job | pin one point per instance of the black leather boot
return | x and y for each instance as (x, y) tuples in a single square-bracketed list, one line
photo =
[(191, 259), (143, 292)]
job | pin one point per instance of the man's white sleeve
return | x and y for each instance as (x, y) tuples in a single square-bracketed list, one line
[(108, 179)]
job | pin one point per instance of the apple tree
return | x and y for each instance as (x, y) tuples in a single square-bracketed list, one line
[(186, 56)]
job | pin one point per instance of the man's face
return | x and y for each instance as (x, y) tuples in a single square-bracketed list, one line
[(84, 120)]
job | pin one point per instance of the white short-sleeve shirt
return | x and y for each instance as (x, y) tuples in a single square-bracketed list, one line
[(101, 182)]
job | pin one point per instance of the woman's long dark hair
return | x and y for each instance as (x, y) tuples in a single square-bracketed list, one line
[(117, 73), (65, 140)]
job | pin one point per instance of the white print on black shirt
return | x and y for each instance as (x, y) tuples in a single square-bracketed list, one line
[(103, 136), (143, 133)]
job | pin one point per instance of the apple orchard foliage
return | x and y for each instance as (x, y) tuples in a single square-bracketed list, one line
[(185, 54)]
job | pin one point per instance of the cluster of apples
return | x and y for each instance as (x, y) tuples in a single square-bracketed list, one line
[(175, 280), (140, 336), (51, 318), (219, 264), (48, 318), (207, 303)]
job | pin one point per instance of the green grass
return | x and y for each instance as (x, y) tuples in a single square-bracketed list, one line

******

Can you write out all the entries above again, replacing "instance" with "occurrence" everywhere and changing nothing else?

job | pin one point per occurrence of the black leather boot
return | x and y for each occurrence as (x, y) tuples in a single square-bracketed list, one line
photo =
[(191, 259), (143, 292)]
job | pin one point per occurrence of the man's white sleeve
return | x and y for each occurrence as (x, y) tuples in a single square-bracketed list, one line
[(108, 179)]
job | pin one point per occurrence of the apple tree
return | x and y for each occurrence as (x, y) tuples in a single square-bracketed list, one line
[(186, 56)]
job | pin one point per occurrence of the man's face
return | x and y for each occurrence as (x, y) tuples in a single square-bracketed list, one line
[(84, 120)]
job | pin one point per occurrence of the white short-sleeve shirt
return | x and y for each occurrence as (x, y) tuples in a single square-bracketed list, one line
[(101, 182)]
job | pin one point per occurrence of the woman's long dark hair
return | x and y for each occurrence as (x, y) tuples in a single square-bracketed list, one line
[(117, 73), (65, 140)]
job | pin one point per occurrence of the white print on black shirt
return | x and y for each occurrence as (x, y) tuples in a single square-bracketed list, one line
[(103, 136), (143, 133)]
job | pin one point per occurrence of the apple orchard foliage
return | x and y for each occurrence as (x, y) tuples in a single square-bracketed list, one line
[(185, 54)]
job | pin one point per occurrence of the cluster of apples
return | x and y for each occurrence as (x, y) tuples in a single square-bracketed list, one line
[(175, 280), (140, 336), (51, 318), (219, 264), (48, 318), (207, 303)]
job | pin one point per occurrence of the green grass
return | x and y for each occurrence as (x, y) tuples in a single square-bracketed list, one line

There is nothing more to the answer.